==== DATASET CONTENT ====
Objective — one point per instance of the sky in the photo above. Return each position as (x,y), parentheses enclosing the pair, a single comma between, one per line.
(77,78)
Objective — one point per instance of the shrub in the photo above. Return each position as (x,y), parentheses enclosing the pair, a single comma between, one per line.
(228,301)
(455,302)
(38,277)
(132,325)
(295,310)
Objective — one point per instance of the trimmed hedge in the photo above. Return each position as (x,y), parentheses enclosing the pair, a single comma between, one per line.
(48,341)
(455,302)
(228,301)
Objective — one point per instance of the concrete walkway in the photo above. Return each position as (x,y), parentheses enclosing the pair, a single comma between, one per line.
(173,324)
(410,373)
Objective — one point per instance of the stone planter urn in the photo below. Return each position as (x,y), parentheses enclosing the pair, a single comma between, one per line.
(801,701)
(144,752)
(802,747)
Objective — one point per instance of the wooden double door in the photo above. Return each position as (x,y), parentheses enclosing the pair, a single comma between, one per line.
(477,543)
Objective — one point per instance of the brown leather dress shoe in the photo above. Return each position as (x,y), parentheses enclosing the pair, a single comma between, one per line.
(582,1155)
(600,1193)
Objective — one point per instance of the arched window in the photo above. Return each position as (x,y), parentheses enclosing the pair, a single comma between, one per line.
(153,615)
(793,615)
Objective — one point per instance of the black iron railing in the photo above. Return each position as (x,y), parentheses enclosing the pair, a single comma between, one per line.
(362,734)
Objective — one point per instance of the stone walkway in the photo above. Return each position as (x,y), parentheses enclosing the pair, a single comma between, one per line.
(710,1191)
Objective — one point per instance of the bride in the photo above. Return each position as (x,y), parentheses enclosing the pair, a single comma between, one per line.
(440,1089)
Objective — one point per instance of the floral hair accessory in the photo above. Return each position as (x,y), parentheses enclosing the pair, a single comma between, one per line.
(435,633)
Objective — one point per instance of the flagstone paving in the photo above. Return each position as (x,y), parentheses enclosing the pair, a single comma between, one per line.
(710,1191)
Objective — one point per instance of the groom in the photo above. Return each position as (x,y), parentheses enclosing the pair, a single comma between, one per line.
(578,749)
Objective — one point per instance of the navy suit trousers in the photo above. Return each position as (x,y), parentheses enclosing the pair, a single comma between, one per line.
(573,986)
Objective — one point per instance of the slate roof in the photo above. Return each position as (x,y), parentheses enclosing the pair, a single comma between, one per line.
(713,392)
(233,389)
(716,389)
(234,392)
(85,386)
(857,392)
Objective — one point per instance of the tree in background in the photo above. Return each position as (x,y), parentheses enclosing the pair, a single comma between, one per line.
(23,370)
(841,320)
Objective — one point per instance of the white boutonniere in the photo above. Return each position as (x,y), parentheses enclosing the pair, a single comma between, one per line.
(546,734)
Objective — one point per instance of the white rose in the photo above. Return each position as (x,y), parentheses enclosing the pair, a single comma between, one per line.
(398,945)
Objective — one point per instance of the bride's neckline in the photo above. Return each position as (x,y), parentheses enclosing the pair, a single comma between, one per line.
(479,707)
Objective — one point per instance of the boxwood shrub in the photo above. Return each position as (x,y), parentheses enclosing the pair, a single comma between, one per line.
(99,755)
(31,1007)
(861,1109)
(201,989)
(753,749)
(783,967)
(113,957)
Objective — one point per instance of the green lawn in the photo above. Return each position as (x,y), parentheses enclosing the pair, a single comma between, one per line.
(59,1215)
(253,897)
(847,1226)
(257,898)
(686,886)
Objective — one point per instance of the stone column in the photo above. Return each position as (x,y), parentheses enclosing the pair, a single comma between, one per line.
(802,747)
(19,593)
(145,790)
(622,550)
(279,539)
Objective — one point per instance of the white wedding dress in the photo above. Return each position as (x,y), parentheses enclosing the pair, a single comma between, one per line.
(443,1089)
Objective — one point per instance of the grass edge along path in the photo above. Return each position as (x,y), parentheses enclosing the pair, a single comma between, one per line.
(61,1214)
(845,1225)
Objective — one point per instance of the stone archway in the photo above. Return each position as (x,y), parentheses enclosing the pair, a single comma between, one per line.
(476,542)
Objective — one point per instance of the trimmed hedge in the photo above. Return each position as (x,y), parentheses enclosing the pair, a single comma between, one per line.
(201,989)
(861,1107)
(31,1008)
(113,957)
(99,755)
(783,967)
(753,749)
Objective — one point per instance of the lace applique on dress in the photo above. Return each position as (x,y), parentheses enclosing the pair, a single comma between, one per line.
====
- [TO BE DONE] Copy out the full set of records precisely, leaving nothing out.

- [WRITTEN SOLUTION]
Objective — one point per instance of the sky in the photo above. Return each position as (x,y), parentheses enclosing the pair, a single comma between, one per line.
(77,78)
Objective — one point per instance of the shrub in the photo above. Return each position as (x,y), parentheses enclosing the pair, a single comma between, one per line.
(228,301)
(455,302)
(38,277)
(132,325)
(295,310)
Objective — one point per instance of the trimmed hedge in the photo above. Return each position as (x,y), parentheses enclosing the pair, a single comma between, one per line.
(48,341)
(455,302)
(228,301)
Objective — one point per instance of the concrete walkway in the photo above. Return each position as (x,y), parentheses enclosing the pair, a single comma between, one per line.
(173,324)
(410,373)
Objective — one point per instance of the stone planter urn in the photo below. Return each position as (x,y), parentheses enclosing the pair, a single comma between, one per line.
(801,701)
(144,752)
(802,747)
Objective — one point per instance of the wooden double door in the photo above. Return each position as (x,y), parentheses enclosing the pair, a single comma between, one per line.
(477,543)
Objective — one point per instance of the brown leather dress shoe in the photo above. Return each position as (x,y), parentheses enclosing the pair, a single comma between, one per line.
(582,1155)
(600,1193)
Objective — one point per instance of the arched window in the photo above. Return each position as (x,y), parentheses enclosing the pair, a single comma between, one per line.
(153,615)
(793,615)
Objective — one point per instance of the black iron railing in the photo above. Return each position as (x,y), parentheses enclosing the pair, a single comma between, one per line.
(362,734)
Objective — one point per instance of the stone walkway in the photo above. Return each position as (x,y), parentheses enclosing the pair, a single comma between, one per line.
(710,1191)
Objective — one point per instance of the bride in the photo above. Return each position as (x,y), parentheses enclosing the pair, a single comma between, one per line.
(440,1089)
Objective — one point per instance of the floral hair accessory in the photo above. Return each position as (x,y), parentheses enclosing the pair, a single comma between, one per line.
(435,633)
Objective — one point per instance of the flagstone paving in the photo above. Return each position as (x,y), parentheses enclosing the pair, a single comma between, one per line.
(710,1191)
Objective — one point per instance of the groom in the photo above. Return each position as (x,y), parentheses enclosing the pair, a single comma between, one per line.
(578,749)
Objective — one point per instance of the navy suit trousers in the photo above. Return each position as (x,y), parentheses enclosing the pair, a single comma between, one per line.
(573,986)
Objective — one point per instance of the slate roof in the photo above. Return each position as (x,y), parentheses enclosing the pair, a single comma between, one per line.
(713,392)
(233,389)
(716,389)
(234,392)
(85,386)
(857,392)
Objective — one point per instance of the tree in background in the photo above. Return each position as (x,y), parentheses enclosing the pair, a single comma between, one per line.
(23,370)
(841,320)
Objective — one point per instance of the white boutonniere in the photo above. Return each position as (x,y), parentheses enclosing the pair, a single comma between, one per line.
(546,734)
Objective — one point per instance of the white rose in the photo above. Return each position as (x,y), parentheses enclosing the pair, a single comma between, one per line.
(398,945)
Objective — one point per instance of the bride's neckline in the photo above. Return each position as (x,y), parentheses enclosing the pair, a single comma between, one per line.
(479,707)
Objective — one point per instance of the boxwood shrub in the photo above. Return each position as (x,y), parentheses enclosing the pair, a single comma between, one per line.
(99,755)
(31,1007)
(861,1109)
(201,989)
(753,749)
(783,967)
(113,957)
Objective — one point per instance of the green lawn in the photo above. Return each position as (x,y), parentheses enclosing the pair, a single comma between, one per line.
(59,1215)
(253,897)
(847,1226)
(257,898)
(686,886)
Objective — one point per instance of the stone column in the photo above. Return each position as (x,y), parentheses enclosing the pair, a single comma between, one per line.
(802,747)
(19,593)
(145,790)
(622,550)
(279,539)
Objective — one point per instance of the white wedding dress in the photo above. Return each position as (x,y), parentheses enclosing the pair, a single comma between, one per line.
(443,1089)
Objective — one point per instance of the grass edge along path in the photo above. Return each position as (x,y), parentheses enclosing the pair, a single comma between, one per line.
(61,1214)
(845,1225)
Objective — one point per instance of the stone archway in the photo above. Return each position as (x,y), parentheses enclosing the pair, a single comma between, one per line.
(476,542)
Objective — one point per instance of the trimmed hedge in the photo above. Return each position as (x,y), parentheses enclosing the pair, a single comma between, one per line.
(201,989)
(861,1107)
(31,1008)
(113,957)
(99,755)
(783,967)
(753,749)
Objective — one point per instance of the lace applique on dress in the photo above. Return each position as (x,y), parentheses enclosing the pair, a single comma between, one per line.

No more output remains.